◆ **PROBLEMS TO SOLVE**
#1 In the driverless-car article, how many professional truck drivers in the USA have jobs that are vulnerable to autonomous fleets?
#2 From the driverless-car article, copy word for word the passage from "BBC recently reported" up to and including "leapfrog the West.".

BBC recently reported that 'India is resisting the push towards driverless cars in order to protect jobs.' Instead of preparing to welcome driverless cars, India has been setting up additional 100 training facilities to add 22,000 commercial drivers. On the other hand, despite having Trump administration's strong agenda of job creation, US Senate stamped approval on a legislative package intended to provide the framework for manufacturers to develop and test self-driven cars. As against India's no, China is welcoming self-driving project that could help China leapfrog the West.
Yes, job loss is an issue; and even a single job loss is a serious issue for a family. Across the globe, likely job loss caused by the invasion of driverless cars is a growing concern. For example, in the USA alone, jobs of 3.5 million professional truck drivers are vulnerable to autonomous fleet. Basically, every country in the world will lose drivers' jobs. Most of the almost 40,000 vehicles entering Dhaka city every year are equipped with professional drivers. With the arrival of autonomous cars in Dhaka, these jobs also run the risk of disappearing.
Road accidents, mostly due to reckless driving by human drivers, have been a growing havoc. It's being reported that India has been losing 3.0 per cent of its gross domestic product (GDP) every year, equivalent to $58 billion, to road accidents, according to a study report of the United Nations Economic and Social Commission for Asia and the Pacific (UNESCAP) released in 2016. It's estimated that Bangladesh is losing almost 2.0 per cent GDP to road accidents. Even in advanced countries, cost for road accident is also alarmingly high. For example, material loss caused by road accidents in Japan stands at $63 billion every year. Most importantly, loss of human life to road accidents is disturbingly high, particularly in developing countries. As of 2016, yearly global death toll in road accidents is 1.3 million. According to the Times of India, 410 people are being killed by road accidents every day. The obvious question is: should we protect drivers' jobs at the cost of huge loss of materials and human lives, caused by accidents primarily due to drivers' faults?
Another relevant issue is that autonomous cars are not matured enough to manoeuvre with unstructured, crowded roads and streets of developing countries. Moreover, there is no certainty that autonomous cars will cause fewer accidents than human-driven cars do. There is no denial that autonomous cars are at the early stage. Many technology issues need to be sorted out to make them a reliable alternative. Like many other disruptive innovations, it's at the primitive stage, far from being a preferred substitute to human drivers. But indications are there that it's progressing, and at rapid pace. The study of Boston Consulting Group predicts that the global autonomous cars market is expected to be worth $42 billion by 2025 and $77 billion by 2035. It's expected that by 2035, a quarter of all cars sold could be autonomous vehicles.

◆ **DATA**
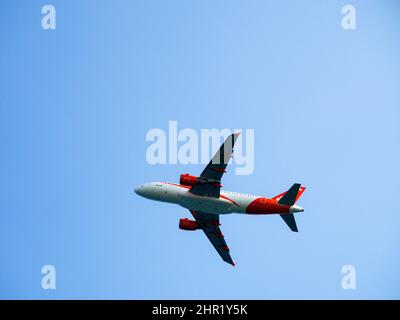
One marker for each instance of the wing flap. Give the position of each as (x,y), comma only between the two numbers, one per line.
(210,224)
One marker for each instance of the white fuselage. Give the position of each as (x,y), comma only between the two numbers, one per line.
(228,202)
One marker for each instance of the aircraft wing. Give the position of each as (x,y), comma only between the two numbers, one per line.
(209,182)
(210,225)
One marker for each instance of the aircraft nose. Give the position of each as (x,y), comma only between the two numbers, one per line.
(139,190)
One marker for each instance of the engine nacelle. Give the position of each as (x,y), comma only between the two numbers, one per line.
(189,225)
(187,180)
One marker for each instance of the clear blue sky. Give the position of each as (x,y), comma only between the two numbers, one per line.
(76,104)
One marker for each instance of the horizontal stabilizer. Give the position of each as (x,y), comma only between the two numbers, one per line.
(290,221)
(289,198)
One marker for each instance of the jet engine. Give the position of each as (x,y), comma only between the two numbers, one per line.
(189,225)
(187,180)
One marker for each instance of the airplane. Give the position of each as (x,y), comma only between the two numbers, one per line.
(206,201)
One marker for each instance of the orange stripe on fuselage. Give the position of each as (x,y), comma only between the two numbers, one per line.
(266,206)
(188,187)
* * *
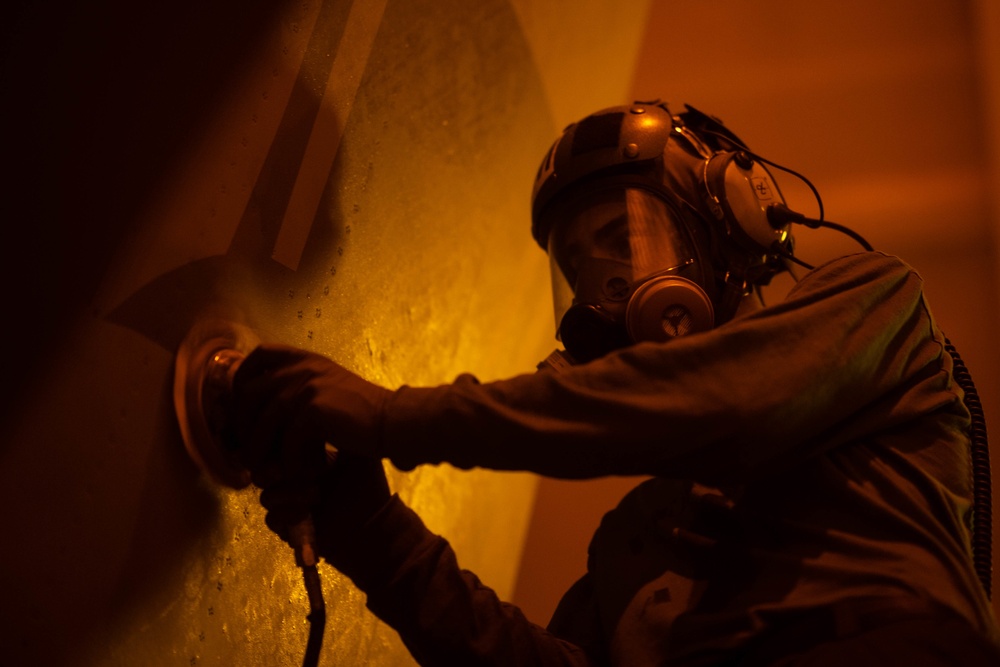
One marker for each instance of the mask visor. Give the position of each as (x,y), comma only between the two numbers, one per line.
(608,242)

◆ **ANSWERS FOR THE EXERCISE**
#1 3.5 million

#2
BBC recently reported that 'India is resisting the push towards driverless cars in order to protect jobs.' Instead of preparing to welcome driverless cars, India has been setting up additional 100 training facilities to add 22,000 commercial drivers. On the other hand, despite having Trump administration's strong agenda of job creation, US Senate stamped approval on a legislative package intended to provide the framework for manufacturers to develop and test self-driven cars. As against India's no, China is welcoming self-driving project that could help China leapfrog the West.